◆ Page excerpt:
________________________

Fans of classical and pops music in Newberg must place their desire to see live performances on simmer after a recent announcement that the Oregon Symphony will not perform next month as previously planned.

Symphony officials had assured music lovers last summer that the January concert at Bauman Auditorium on the campus of George Fox University was still a go.

"At this time, Oregon Symphony plans to resume performances in January, maintaining the current 2021 schedule, and will share updates as necessary," Allyson Mars, the symphony's PR account manager, said in July. "As you know, it's hard to predict what will happen by then."

Then the pandemic found another gear and all manner of organizations have been ordered shut, likely until a vaccine becomes widely available in 2021.

"It's tough," Scott Showalter, symphony president and CEO, said last week. "Our business is predicated on bringing large numbers of people together in confined spaces for a period of time. It's not what we're allowed to do. Like everyone, the pandemic has been frustrating for all of us."

Officially, the symphony has not only canceled November, December and early January shows, but now everything from Jan. 9 to June 14. Holiday shows by the symphony, or presented by the symphony, have been canceled. All the great classical and pops concert through the winter have been canceled. All the special guests are not coming to a Portland stage.

________________________

◆ Supplied data:
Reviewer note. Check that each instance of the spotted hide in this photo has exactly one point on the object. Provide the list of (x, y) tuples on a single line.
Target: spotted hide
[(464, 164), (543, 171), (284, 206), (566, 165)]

________________________

◆ Problem 1: Reproduce the stretch of the Oregon Symphony article from "Then the pandemic" through "a Portland stage.", word for word.
◆ Problem 2: Render this sentence from the Oregon Symphony article in Spanish: "Holiday shows by the symphony, or presented by the symphony, have been canceled."

◆ Task output 1:
Then the pandemic found another gear and all manner of organizations have been ordered shut, likely until a vaccine becomes widely available in 2021.

"It's tough," Scott Showalter, symphony president and CEO, said last week. "Our business is predicated on bringing large numbers of people together in confined spaces for a period of time. It's not what we're allowed to do. Like everyone, the pandemic has been frustrating for all of us."

Officially, the symphony has not only canceled November, December and early January shows, but now everything from Jan. 9 to June 14. Holiday shows by the symphony, or presented by the symphony, have been canceled. All the great classical and pops concert through the winter have been canceled. All the special guests are not coming to a Portland stage.

◆ Task output 2: Los espectáculos de las fiestas de la sinfónica, o presentados por la sinfónica, se han cancelado.